◆ **PAGE EXTRACT**
What advantages can this bring? Well, one gram of DNA can store 215 petabytes (PB). While conventional hard drives last for an average of 5fiveyears, DNA is far more resilient – in fact, it is one of the most stable chemicals found on Earth, being found preserved in remains thousands of years old, despite harsh conditions. Some have even called DNA apocalypse proof! If humanity suffers a disaster, then future generations will be able to access the information stored on DNA memory sticks to recreate our civilization.

So, why is DNA storage not yet mainstream? Because both the steps of chemically synthesizing DNA and sequencing are slow processes – very slow compared to the lightning fast information storage and retrieval we are used to. Furthermore, the sequencing process is error prone, with the error increasing with increasing lengths of DNA. The other issue is that sequencing is a linear, end to end process and, without a robust encoding scheme, it is very challenging to retrieve make data randomly accessible. For example, if you wanted to find a key passage on a book written on DNA then you will have to read it all and can’t simply skip to the passage of interest. Smart primer design might help with this, but only works well in a minority of cases.

“Why is DNA storage not mainstream? Because both synthesising and sequencing DNA are very slow sequences”

The challenges have not deterred Microsoft from investing. In an interview with MIT Technology Review last year, Microsoft unveiled their plan of developing “proto-commercial system in three years” which can be used at their data centers. Though they can’t be used for quick retrieval of information, they can act as valuable back-up for archived data. In July 2016, Microsoft, in collaboration with University of Washington, stored 200 megabytes of data in DNA, including a music video. 200 MB might appear much lower than what is desired, but the real limit is cost, and not science. According to the estimates by MIT Tech review, the project would have cost US$ 800,000 were supplies bought from the open market. To reduce cost, Microsoft partnered with Twist Bioscience, a synthetic biology start-up. Twist Bioscience, using their proprietary synthesis technology, provides rapid and cost-effective DNA on demand to Microsoft for their data compression ambition.

The nucleus is the powerhouse of data storage // Flickr/ZIESS Microscopy

Though Microsoft may be the only tech giant ringing DNA-based storage’s praises, academics remain excited by the possibilities. Dr. Nick Goldman at European Bioinformatics Institute is driving research to make DNA data storage reliable and competent. In 2013, a year after Church’s proof of concept, he developed an improved strategy to encode digital data into biological text. His technique had an error checking procedure to ensure that data can be both reliably encrypted as well as interpreted. Using this they were able to store 739 kB of data on DNA and retrieve it with 100% accuracy!

“The latest findings are collapsing down the barriers between the IT revolution and the biotechnology revolution”

Their encryption included all 154 of Shakespeare’s sonnets, a 26-second audio clip of Martin Luther King’s “I have a dream”, and the classic paper on the structure of DNA by Watson and Crick. The latest research, published last year, from the joint efforts of Columbia University and the New York Genome Center, was able to push the envelope even further by encoding an operating system, movies, and other such files amassing to a total of 2.14 GB which they were able to retrieve perfectly. The future may well be written in DNA. Nick Goldman has even bet on it! At the 2015 World Economic Forum, he wagered a single bitcoin: The Davos Challenge, as it is called, is to decode the bitcoin encrypted in the vial of DNA distributed to the audience. The winner shall claim the hidden bitcoin if it is found before 21st of this month.

The current century witnesses two major revolutions – the information technology revolution and the biotechnology revolution. Both of them have changed the world in unimaginable ways. With these latest findings, the boundary between these distant fields is breaking down and the future is bright with remarkable possibilities.

◆ **EXPLORE THE MATERIAL**
1. Quote the passage of the DNA storage article that opens with the words containing "The current century" and closes with "with remarkable possibilities.".
2. According to the DNA storage article, how much data did Microsoft and the University of Washington store in DNA in July 2016?
3. Render this sentence from the DNA storage article in Spanish: "To reduce cost, Microsoft partnered with Twist Bioscience, a synthetic biology start-up."

Stored data entries:
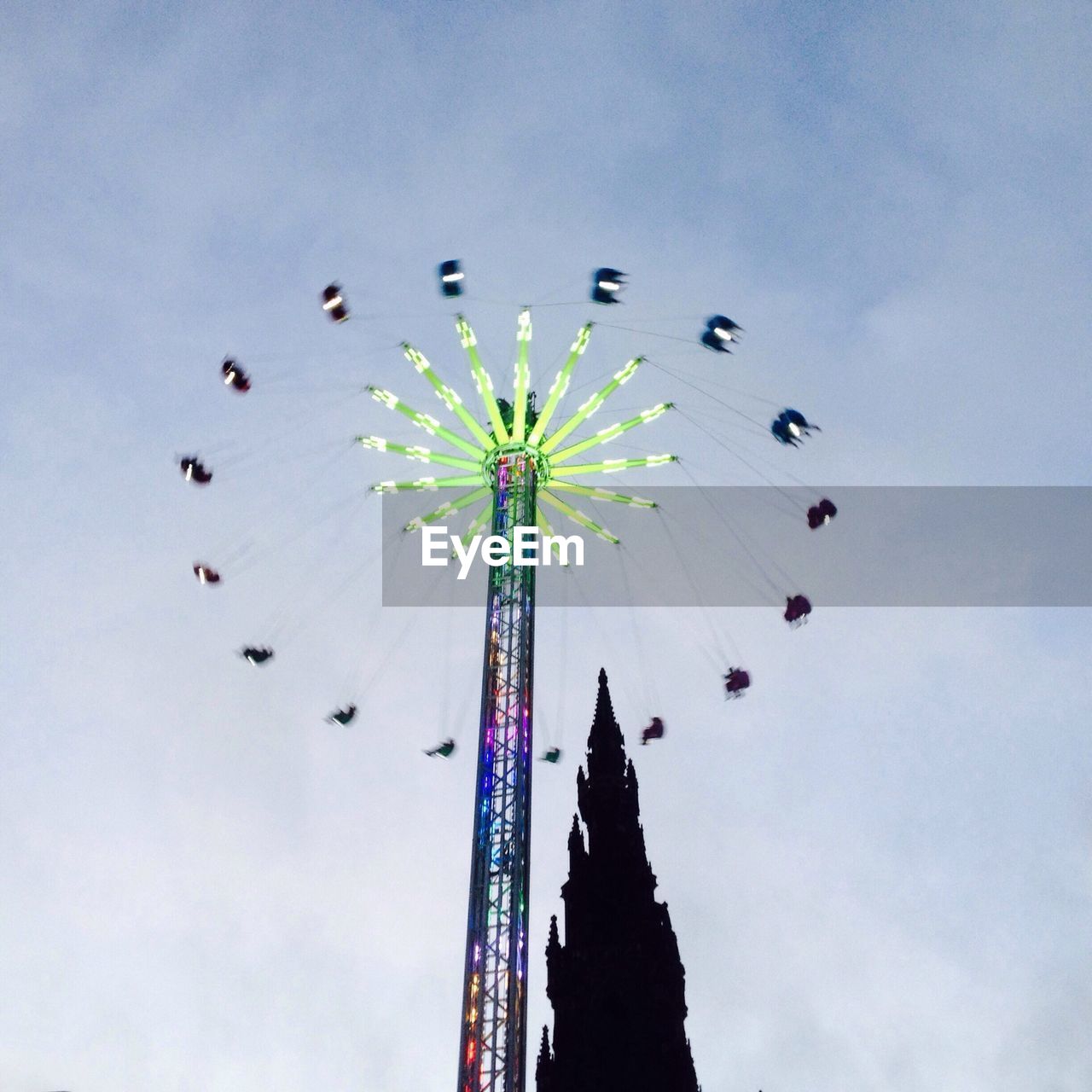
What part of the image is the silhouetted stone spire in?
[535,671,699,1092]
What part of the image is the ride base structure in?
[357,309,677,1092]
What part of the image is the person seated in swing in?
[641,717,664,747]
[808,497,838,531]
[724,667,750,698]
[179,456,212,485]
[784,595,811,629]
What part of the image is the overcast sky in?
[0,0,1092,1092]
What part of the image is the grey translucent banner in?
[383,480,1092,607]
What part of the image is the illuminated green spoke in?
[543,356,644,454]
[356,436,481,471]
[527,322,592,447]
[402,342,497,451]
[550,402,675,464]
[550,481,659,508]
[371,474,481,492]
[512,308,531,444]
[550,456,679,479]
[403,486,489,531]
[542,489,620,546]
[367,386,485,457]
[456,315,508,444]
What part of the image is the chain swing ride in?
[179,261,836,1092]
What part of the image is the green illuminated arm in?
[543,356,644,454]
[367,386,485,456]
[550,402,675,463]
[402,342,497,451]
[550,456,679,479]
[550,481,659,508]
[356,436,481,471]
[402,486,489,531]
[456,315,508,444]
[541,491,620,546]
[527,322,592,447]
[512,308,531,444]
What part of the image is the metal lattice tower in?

◆ **SOLUTIONS TO EACH TASK**
1.
The current century witnesses two major revolutions – the information technology revolution and the biotechnology revolution. Both of them have changed the world in unimaginable ways. With these latest findings, the boundary between these distant fields is breaking down and the future is bright with remarkable possibilities.

2. 200 megabytes, including a music video.

3. Para reducir costos, Microsoft se asoció con Twist Bioscience, una empresa emergente de biología sintética.